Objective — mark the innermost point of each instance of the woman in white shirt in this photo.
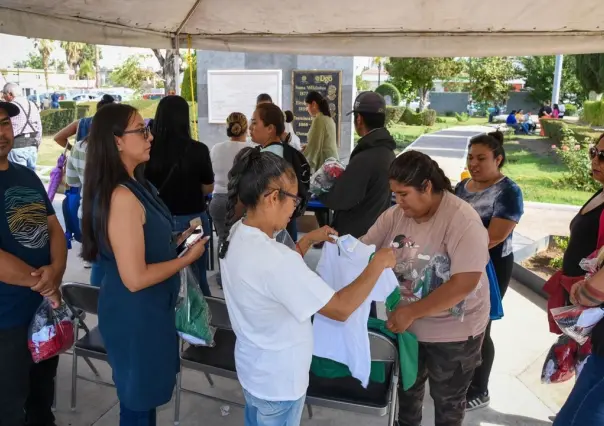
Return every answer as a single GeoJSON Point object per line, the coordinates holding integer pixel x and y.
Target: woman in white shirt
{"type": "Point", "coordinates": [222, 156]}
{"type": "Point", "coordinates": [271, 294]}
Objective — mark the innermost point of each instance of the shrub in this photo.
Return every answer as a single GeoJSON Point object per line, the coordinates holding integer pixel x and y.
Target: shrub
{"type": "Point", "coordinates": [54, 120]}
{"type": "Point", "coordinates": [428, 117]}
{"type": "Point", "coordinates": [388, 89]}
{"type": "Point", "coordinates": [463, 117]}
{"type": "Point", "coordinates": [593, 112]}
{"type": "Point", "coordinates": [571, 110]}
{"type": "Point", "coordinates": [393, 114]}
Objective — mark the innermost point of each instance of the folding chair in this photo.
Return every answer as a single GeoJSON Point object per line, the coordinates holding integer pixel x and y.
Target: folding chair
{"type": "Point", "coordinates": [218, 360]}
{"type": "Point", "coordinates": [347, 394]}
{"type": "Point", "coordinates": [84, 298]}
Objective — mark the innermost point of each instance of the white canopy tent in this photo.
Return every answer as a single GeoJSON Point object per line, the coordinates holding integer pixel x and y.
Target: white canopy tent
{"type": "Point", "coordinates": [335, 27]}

Task to complete. Rewrite every line of the listing above, replacing each occurrence of "innermost point" with "central point" and changing nothing else. Omit the picture placeholders from your output.

Reply to the exercise.
Objective — mark the central point of each instance of the woman in white shirt in this photo.
Return every answer as a single GeoJSON Point object per line, the coordinates holding integer pixel x and y.
Target: woman in white shirt
{"type": "Point", "coordinates": [222, 156]}
{"type": "Point", "coordinates": [271, 294]}
Objective — mark the central point of each instance of the shrub in this photo.
Return every answer as a single GeoJSON Point object per line, the coordinates holding integer pixel x and y.
Target: shrub
{"type": "Point", "coordinates": [54, 120]}
{"type": "Point", "coordinates": [428, 117]}
{"type": "Point", "coordinates": [388, 89]}
{"type": "Point", "coordinates": [463, 117]}
{"type": "Point", "coordinates": [593, 112]}
{"type": "Point", "coordinates": [571, 110]}
{"type": "Point", "coordinates": [393, 114]}
Objective — mark the central point of each instance of the folding chair in this photo.
Return every answer as a single GeoJSON Point object per line, the coordinates holding integer pixel x and y.
Target: folding chair
{"type": "Point", "coordinates": [218, 360]}
{"type": "Point", "coordinates": [347, 394]}
{"type": "Point", "coordinates": [84, 298]}
Objective — mark the central point of each instance of the white canopy tent in this photo.
Return every answer as a single GeoJSON Point object per line, the coordinates holding integer pixel x and y.
Target: white canopy tent
{"type": "Point", "coordinates": [335, 27]}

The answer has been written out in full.